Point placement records
_____

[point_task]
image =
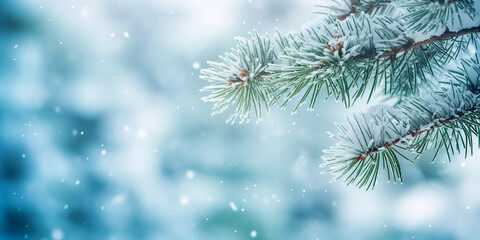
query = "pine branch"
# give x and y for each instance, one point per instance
(410, 45)
(380, 135)
(348, 58)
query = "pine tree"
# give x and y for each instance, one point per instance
(422, 55)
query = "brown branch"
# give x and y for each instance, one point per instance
(411, 45)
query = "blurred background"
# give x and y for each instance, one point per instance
(103, 136)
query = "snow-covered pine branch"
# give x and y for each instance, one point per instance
(240, 78)
(443, 120)
(402, 45)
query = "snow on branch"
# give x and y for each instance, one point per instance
(240, 78)
(442, 120)
(400, 44)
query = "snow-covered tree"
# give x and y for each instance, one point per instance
(421, 55)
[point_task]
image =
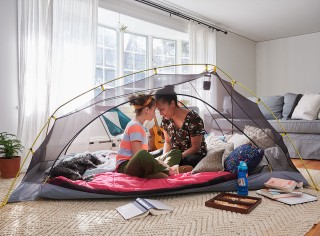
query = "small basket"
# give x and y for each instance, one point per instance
(234, 202)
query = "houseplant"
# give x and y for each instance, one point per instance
(10, 147)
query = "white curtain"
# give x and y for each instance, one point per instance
(57, 41)
(203, 51)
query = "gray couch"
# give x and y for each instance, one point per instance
(305, 134)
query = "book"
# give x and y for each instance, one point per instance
(275, 194)
(292, 200)
(282, 184)
(141, 207)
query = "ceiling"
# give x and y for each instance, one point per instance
(257, 20)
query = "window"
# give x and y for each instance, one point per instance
(140, 46)
(164, 53)
(106, 58)
(135, 56)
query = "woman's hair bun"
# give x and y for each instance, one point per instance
(168, 89)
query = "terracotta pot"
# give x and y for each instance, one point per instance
(9, 167)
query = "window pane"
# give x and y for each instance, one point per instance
(110, 57)
(185, 49)
(139, 61)
(99, 58)
(135, 57)
(164, 53)
(109, 74)
(110, 38)
(140, 76)
(164, 47)
(99, 76)
(128, 60)
(106, 57)
(100, 36)
(128, 79)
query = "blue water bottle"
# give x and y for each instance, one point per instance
(243, 178)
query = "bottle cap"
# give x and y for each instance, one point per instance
(242, 165)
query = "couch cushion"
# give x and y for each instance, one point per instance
(308, 107)
(275, 103)
(290, 102)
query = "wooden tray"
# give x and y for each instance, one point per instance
(234, 202)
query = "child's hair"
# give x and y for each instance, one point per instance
(167, 94)
(141, 101)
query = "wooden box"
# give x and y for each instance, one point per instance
(234, 202)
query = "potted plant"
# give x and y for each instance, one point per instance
(10, 147)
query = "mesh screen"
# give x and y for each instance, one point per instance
(223, 109)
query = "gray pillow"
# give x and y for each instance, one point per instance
(290, 102)
(275, 103)
(210, 163)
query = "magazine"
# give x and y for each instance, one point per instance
(274, 193)
(282, 184)
(141, 207)
(292, 200)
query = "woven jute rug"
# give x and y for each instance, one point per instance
(189, 217)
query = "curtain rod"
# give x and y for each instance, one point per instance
(179, 14)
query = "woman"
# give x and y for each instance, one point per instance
(133, 158)
(183, 128)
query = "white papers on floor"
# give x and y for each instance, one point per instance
(142, 207)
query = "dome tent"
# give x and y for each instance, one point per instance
(67, 128)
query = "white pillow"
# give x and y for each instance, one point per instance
(308, 107)
(262, 137)
(215, 143)
(238, 140)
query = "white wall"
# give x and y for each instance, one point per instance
(8, 66)
(236, 56)
(289, 65)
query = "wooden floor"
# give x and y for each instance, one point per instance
(313, 165)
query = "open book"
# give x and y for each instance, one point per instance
(142, 207)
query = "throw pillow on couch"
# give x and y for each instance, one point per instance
(308, 107)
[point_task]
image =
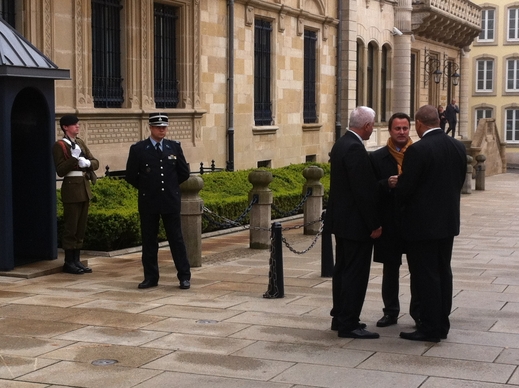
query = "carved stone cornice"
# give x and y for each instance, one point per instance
(250, 5)
(452, 22)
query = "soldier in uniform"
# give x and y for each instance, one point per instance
(74, 161)
(156, 167)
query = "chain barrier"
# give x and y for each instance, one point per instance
(276, 283)
(228, 223)
(295, 210)
(293, 250)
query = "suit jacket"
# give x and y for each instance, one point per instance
(351, 212)
(389, 246)
(157, 179)
(76, 188)
(451, 113)
(429, 189)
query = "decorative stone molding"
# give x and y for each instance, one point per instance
(300, 26)
(249, 16)
(83, 83)
(281, 21)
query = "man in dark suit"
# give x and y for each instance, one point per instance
(428, 193)
(351, 216)
(389, 248)
(156, 167)
(451, 114)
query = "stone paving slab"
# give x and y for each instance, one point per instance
(188, 380)
(77, 374)
(336, 377)
(223, 333)
(218, 365)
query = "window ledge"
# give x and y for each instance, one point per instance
(312, 127)
(265, 130)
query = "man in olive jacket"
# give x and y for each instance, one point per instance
(156, 167)
(74, 161)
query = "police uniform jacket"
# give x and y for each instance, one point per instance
(74, 188)
(157, 178)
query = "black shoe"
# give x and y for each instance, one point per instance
(419, 336)
(71, 268)
(79, 264)
(358, 333)
(387, 320)
(147, 284)
(335, 325)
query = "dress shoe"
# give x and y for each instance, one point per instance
(147, 284)
(419, 336)
(387, 320)
(71, 268)
(358, 333)
(335, 325)
(85, 269)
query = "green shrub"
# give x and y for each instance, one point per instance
(113, 219)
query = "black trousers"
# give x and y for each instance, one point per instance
(431, 273)
(350, 281)
(452, 128)
(391, 290)
(150, 245)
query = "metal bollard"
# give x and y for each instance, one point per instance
(326, 253)
(276, 287)
(480, 172)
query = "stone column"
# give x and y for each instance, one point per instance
(463, 102)
(467, 185)
(191, 214)
(401, 98)
(260, 215)
(313, 206)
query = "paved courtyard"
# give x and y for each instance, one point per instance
(99, 330)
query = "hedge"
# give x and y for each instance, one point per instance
(113, 219)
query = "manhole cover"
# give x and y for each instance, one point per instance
(206, 321)
(104, 362)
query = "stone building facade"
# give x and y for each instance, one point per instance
(323, 57)
(494, 87)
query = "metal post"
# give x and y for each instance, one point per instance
(326, 253)
(276, 288)
(480, 172)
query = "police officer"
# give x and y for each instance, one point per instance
(156, 167)
(74, 161)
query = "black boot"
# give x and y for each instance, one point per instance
(69, 266)
(78, 263)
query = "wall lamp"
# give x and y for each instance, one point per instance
(450, 68)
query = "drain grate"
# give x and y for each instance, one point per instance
(104, 362)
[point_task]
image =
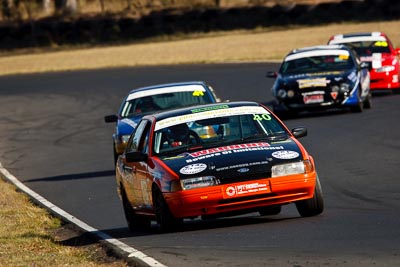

_____

(Task description): State only the number of lines in the rows above that contain the string "pillow".

(Task response): 3